- **Collected data**:
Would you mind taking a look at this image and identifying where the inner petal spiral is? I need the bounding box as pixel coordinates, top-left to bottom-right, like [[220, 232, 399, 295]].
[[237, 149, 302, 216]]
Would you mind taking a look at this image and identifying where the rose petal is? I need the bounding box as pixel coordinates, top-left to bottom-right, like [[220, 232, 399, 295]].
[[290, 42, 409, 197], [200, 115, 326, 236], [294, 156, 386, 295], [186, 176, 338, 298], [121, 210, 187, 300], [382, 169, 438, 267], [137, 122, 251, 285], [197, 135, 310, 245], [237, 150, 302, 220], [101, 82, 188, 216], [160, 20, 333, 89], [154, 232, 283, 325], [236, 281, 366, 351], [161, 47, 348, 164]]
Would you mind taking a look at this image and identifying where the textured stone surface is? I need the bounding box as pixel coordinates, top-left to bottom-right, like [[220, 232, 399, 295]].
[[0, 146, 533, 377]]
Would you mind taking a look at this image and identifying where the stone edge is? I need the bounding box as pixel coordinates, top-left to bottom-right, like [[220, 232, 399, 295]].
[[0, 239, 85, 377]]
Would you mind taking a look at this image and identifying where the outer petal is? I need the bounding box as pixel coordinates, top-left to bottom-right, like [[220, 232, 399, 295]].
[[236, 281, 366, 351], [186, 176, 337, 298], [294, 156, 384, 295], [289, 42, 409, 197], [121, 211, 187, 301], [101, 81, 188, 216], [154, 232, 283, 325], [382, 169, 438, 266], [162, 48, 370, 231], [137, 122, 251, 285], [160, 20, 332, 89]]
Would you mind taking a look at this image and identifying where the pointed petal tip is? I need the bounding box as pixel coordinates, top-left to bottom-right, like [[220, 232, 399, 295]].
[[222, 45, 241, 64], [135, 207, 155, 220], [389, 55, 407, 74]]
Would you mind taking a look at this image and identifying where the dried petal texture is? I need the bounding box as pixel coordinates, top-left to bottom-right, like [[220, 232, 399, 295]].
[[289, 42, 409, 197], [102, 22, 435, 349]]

- **INSTRUCTION**: Copy out every line of the listing above word for word.

- **OUTPUT**:
Would you mind taking a look at this image and identifying where the inner petal spiral is? I need the bounding box as pixel coordinates, top-left to bottom-right, like [[220, 232, 399, 295]].
[[237, 149, 302, 216]]
Would you mind taking a look at this image and identifying where the rose petal is? I need the bounding box as pixel coordinates, top-left to bottom-right, like [[220, 232, 399, 295]].
[[290, 42, 409, 197], [200, 115, 326, 236], [294, 156, 386, 295], [186, 176, 338, 298], [121, 210, 187, 300], [382, 169, 438, 267], [137, 122, 251, 285], [197, 135, 310, 245], [237, 150, 302, 220], [101, 82, 188, 216], [160, 20, 333, 89], [154, 232, 283, 325], [236, 281, 366, 351], [161, 47, 348, 164]]
Would you mind taking a look at this image and identifying where the textured stone surface is? I need the bounding box as pixel coordinates, top-left to bottom-right, like [[220, 232, 399, 295]].
[[0, 146, 533, 377]]
Would you mind taking a look at this image and identifying where the stone edge is? I need the bounding box as pixel coordinates, top-left to bottom-right, like [[220, 232, 399, 295]].
[[0, 239, 85, 377]]
Would you mind taking a look at this image and identifying where the outer petal is? I need the bounding box as pixel coordinates, top-left to bottom-right, like [[220, 232, 399, 295]].
[[236, 281, 366, 351], [186, 176, 337, 298], [294, 156, 384, 295], [289, 42, 409, 197], [121, 211, 187, 301], [101, 81, 188, 216], [154, 232, 283, 325], [382, 169, 438, 266], [162, 48, 370, 231], [137, 122, 251, 285], [160, 20, 332, 89]]
Would you mind taking a look at this image and identifying where the pointed petal tip is? I need the bounding box as pixel coordinates, top-left to bottom-right, like [[220, 232, 399, 295]].
[[222, 45, 241, 64], [135, 207, 155, 220], [389, 55, 407, 74]]
Would you mind taking a look at this image and identifying where the dried petal texture is? I need the bounding box as pixel coordinates, top-left to bottom-right, like [[220, 232, 399, 295]].
[[289, 42, 409, 197], [102, 22, 435, 349]]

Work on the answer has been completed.